Document section:

>>

More work should be done in this area to see what other factors may play a part
in these discrepancies in radiated seismic energy release between neighboring
stages, since injection energy did not seem to be a factor on a per stage basis.
There was, however, a correlation between injection energy vs. radiated seismic
energy for footwall wells (see Figure 38); greater injection energy yielded greater
radiated seismic energy.
One can see in the TVTAS seismic volume that more vertical faulting is
present throughout the Upper Devonian while detachment and low angle thrust
faults chiefly accommodate shortening in the Middle Devonian and Salina
section. Shumaker (2002) also mentions that shortening is accommodated
differently by rocks above the Tully Limestone vs. below the Tully Limestone. The
pattern of out-of-zone microseismicity present in the Upper Devonian is
suggestive of rupture along extensive vertical fracture zones and small faults.
129
Faults seeded by Early Cambrian rifting were re-activated during
subsequent orogenic events (Wilson, 2000). Deeper faults which initially
displayed a normal sense of motion experienced slight reverse movement
brought by shelf loading throughout the Paleozoic combined with compression
generated by the Taconic Orogeny. Isochron maps generated for this study show
where thickening occurred as a result of shelf loading as well as how deeper
faults acted as seed points for shallow faults (see Figure 62).
Mountains built throughout the Taconic Orogeny eroded during the Silurian
and probably to a greater degree during the Devonian Acadian Orogeny (the
Marcellus Shale was deposited throughout the Acadian). Compressive stress as
a result of Avalonian terranes colliding with Laurasia caused deformation and
detachment to occur in incompetent units of the Martinsburg Formation and Utica
Shale and salts of the Salina Group. The N25E oriented thrusts that cut the
Upper Silurian and most of the Devonian section in the area are interpreted to be
a result of underthrusting and subsequent detachment related to the Alleghenian
Orogeny. The triangle zone associated with the Chestnut Ridge anticline
transferred tectonic transport from older incompetent units (such as the
Martinsburg Formation and Utica Shale) up into younger incompetent units such
as salts of the Salina Group and Upper Devonian shales (Shumaker, 2002). This
is why we see more shortening in the Upper Silurian and Devonian sections
(Figure 79). Identifying where detachment zones exist is important for future well
planning, as detachment zones can act as zones of increased porosity and
permeability in an otherwise low permeability reservoir.
130
Figure 79: Shortening is chiefly accommodated by Middle and Upper Devonian strata.

<<

Provided records:

>>

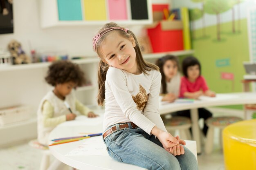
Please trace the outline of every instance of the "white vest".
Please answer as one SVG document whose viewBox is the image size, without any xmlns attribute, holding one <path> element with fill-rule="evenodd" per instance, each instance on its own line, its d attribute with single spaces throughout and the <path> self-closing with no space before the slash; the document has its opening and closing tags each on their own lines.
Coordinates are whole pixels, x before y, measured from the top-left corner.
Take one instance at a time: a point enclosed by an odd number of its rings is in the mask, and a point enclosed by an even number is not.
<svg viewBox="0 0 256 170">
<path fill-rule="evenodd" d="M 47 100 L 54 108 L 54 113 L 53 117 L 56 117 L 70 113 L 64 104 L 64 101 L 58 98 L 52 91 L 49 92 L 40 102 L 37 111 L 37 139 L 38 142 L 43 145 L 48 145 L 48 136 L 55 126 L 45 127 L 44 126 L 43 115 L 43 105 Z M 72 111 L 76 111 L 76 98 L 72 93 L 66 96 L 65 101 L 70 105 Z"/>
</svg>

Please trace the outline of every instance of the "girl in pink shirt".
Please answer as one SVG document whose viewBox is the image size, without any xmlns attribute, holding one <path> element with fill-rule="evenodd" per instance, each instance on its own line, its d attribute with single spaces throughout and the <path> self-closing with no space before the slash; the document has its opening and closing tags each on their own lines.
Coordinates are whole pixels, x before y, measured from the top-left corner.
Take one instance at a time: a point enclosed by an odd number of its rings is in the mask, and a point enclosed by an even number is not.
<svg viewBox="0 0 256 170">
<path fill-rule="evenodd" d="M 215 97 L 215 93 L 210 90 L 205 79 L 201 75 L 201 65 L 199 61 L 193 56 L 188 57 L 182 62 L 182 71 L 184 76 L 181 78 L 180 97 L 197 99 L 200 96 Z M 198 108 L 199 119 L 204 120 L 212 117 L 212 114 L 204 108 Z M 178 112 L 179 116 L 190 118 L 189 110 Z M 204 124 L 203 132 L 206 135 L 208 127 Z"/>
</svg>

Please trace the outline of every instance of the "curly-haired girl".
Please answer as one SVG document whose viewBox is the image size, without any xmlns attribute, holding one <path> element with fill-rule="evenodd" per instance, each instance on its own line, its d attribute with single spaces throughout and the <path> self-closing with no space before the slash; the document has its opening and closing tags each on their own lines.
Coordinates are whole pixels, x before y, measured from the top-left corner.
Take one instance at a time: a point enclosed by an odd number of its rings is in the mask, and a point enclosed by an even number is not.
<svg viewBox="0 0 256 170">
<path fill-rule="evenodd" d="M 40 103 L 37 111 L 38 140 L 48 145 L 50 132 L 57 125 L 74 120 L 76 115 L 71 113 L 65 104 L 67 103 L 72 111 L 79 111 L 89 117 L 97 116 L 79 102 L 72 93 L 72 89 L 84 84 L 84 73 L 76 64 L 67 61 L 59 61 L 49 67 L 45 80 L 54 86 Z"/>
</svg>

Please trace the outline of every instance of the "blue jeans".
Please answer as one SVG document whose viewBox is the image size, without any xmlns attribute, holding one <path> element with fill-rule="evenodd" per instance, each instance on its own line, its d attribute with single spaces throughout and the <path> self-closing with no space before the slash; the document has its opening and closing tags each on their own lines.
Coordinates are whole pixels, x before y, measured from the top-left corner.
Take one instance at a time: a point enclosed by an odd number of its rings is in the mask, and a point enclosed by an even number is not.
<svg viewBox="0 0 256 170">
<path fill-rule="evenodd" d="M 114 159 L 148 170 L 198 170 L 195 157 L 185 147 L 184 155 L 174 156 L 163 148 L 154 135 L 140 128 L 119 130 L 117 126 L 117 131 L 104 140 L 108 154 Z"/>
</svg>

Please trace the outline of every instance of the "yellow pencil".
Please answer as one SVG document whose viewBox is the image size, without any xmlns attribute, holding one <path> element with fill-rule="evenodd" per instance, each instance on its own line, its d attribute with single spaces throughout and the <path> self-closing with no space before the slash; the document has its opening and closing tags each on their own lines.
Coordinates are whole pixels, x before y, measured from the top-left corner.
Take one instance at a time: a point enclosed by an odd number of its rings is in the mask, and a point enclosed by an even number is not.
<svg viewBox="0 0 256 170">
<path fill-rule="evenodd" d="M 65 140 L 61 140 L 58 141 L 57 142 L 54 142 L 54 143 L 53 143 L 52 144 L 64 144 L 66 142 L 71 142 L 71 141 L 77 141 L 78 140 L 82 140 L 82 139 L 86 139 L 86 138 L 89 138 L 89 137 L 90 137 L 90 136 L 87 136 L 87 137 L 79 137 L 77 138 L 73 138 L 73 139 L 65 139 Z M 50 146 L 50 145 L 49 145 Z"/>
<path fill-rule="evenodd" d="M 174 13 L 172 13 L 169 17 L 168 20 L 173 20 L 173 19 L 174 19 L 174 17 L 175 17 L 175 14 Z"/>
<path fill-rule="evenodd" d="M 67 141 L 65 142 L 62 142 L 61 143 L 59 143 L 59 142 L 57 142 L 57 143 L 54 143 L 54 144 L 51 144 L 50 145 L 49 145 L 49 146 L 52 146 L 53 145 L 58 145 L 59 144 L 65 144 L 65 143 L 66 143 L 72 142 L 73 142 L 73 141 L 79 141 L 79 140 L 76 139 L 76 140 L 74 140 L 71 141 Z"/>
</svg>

<<

Continue the geology passage on faulting and shortening in the Devonian section, beginning after its final sentence.

131
6.2 Future Work
6.2.1 Structural and Stratigraphic Analyses
This region’s varied structural history greatly complicates how the
reservoir may react to drilling and hydraulic fracturing, so it is essential to explore
how variations in local stress fields affect completions – especially in zones of
severe detachment such as those identified towards the eastern portion of the
survey. The company (ECA) has drilled wells into detachment zones within the
Marcellus identified earlier in the study (Figure 80). Gathering microseismic data
for wells in this region would help determine how detachment zones react to a
hydraulic fracturing treatment. Shumaker (2002) states that detachment zones,
especially those associated with Devonian shales, are important gas-producing
horizons due to the enhanced fracture porosity.
A pre-stack inversion of the 3D seismic data could aid in creating a model
which could help determine elastic properties of the reservoir. Being familiar with
the elastic properties of the reservoir (such as Poisson’s ratio, Young’s modulus,
shear modulus…) could reduce drilling risk and allow engineers to adjust
completions strategies as needed based on model results. This knowledge may
help identify which stratigraphic zones are more or less likely to rupture,
ascertain where better hydraulic fracturing targets may lie, and determine how
engineers may improve upon existing completions strategies. To the author’s
knowledge the seismic survey used has not been preconditioned with 5D
interpolation (interpolation in 5 dimensions: inline, crossline, offset, azimuth,
frequency); this preprocessing step would be highly beneficial if one were to
132
Figure 80: Wells have been drilled in detachment zones (red outline) in the study area.
133
conduct a pre-stack inversion on this data set or conduct AVO analyses, as 5D
interpolation honors amplitude variations with offset and azimuth, decreases bin
size, improves resolution, and improves imaging results (Chopra and Marfurt,
2013). Enhancing resolution of the seismic data and eliminating processing
artifacts is a must if one plans to build an inversion model – a model is only as
good as the information it is fed.
6.2.2 Seismic Attributes
One of the setbacks the author experienced involves an issue with the
depth-converted seismic, possibly caused by a glitch in Petrel (Figure 81). This is
something that needs to be addressed and fixed if possible, as these lines are
obscuring major faults in the region and the damage zones surrounding them.
The seismic discontinuities generated by the depth conversion skew most
attribute results (Figure 82). However it should be noted that the conversion to
depth was accurate in the vicinity of the Mohr wells and allowed for accurate
placement of the microseismic events in the context of subsurface stratigraphy
and structure in the area (Wilson, written communication).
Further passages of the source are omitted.